● Problem statement: Below are the records. Reproduce the line that contains "pixel 42 139." and every line after it to the end, exactly and alone.

===== Data for this task

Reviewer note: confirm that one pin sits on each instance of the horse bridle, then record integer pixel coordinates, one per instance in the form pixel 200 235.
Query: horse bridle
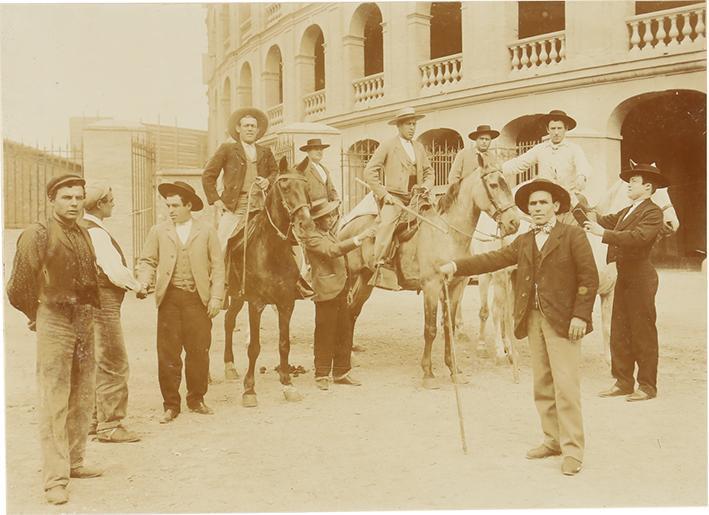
pixel 499 210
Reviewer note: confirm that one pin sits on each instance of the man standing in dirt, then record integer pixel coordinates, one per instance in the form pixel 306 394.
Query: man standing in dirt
pixel 555 290
pixel 114 279
pixel 54 283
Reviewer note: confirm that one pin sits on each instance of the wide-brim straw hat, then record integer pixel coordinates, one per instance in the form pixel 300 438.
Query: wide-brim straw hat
pixel 407 113
pixel 649 172
pixel 322 206
pixel 558 194
pixel 167 189
pixel 483 129
pixel 556 114
pixel 236 116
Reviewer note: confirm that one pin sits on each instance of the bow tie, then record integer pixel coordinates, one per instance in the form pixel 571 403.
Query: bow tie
pixel 545 228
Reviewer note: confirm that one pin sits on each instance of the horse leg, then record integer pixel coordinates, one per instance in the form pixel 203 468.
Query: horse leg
pixel 235 305
pixel 431 295
pixel 285 310
pixel 249 397
pixel 484 288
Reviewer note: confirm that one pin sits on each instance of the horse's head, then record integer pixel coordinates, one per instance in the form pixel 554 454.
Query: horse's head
pixel 493 195
pixel 291 187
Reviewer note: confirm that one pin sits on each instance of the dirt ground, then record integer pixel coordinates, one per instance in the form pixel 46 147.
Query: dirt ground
pixel 388 445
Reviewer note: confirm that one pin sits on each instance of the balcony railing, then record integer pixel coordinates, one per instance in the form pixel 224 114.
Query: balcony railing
pixel 538 52
pixel 245 29
pixel 662 31
pixel 273 12
pixel 275 115
pixel 368 88
pixel 442 71
pixel 314 104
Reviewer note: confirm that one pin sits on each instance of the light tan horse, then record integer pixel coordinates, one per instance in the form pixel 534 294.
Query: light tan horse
pixel 484 190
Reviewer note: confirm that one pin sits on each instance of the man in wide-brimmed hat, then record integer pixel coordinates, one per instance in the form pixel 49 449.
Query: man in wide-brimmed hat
pixel 244 164
pixel 114 279
pixel 555 290
pixel 404 164
pixel 333 328
pixel 54 282
pixel 630 234
pixel 184 258
pixel 561 161
pixel 470 157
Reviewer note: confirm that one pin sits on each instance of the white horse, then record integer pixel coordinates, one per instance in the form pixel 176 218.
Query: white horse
pixel 499 284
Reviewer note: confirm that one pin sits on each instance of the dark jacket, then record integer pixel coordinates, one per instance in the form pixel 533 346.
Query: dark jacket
pixel 327 262
pixel 567 280
pixel 631 239
pixel 230 158
pixel 45 269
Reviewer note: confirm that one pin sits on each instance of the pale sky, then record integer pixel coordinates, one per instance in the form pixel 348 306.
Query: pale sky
pixel 130 62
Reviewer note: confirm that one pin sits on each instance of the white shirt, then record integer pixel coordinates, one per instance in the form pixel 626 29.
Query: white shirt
pixel 560 163
pixel 249 150
pixel 183 230
pixel 108 258
pixel 409 148
pixel 320 171
pixel 541 237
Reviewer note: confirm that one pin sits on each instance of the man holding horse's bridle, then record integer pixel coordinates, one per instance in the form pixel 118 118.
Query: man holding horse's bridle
pixel 248 170
pixel 559 160
pixel 404 165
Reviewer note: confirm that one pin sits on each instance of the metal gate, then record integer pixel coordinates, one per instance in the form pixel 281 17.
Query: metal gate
pixel 143 188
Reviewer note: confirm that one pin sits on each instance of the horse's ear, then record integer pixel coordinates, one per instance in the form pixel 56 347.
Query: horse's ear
pixel 283 164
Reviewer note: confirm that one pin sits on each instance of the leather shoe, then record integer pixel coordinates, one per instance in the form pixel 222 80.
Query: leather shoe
pixel 168 416
pixel 84 472
pixel 613 391
pixel 118 434
pixel 542 451
pixel 202 409
pixel 639 395
pixel 570 466
pixel 56 495
pixel 347 379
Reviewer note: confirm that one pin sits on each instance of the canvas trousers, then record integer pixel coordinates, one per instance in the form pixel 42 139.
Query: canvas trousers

==========

● Solution to this exercise:
Reviewer note: confirm that one pin sits on each instance of the canvas trousers, then record integer pixel coordinates, one per instance in the form pixel 42 139.
Query: canvas trousers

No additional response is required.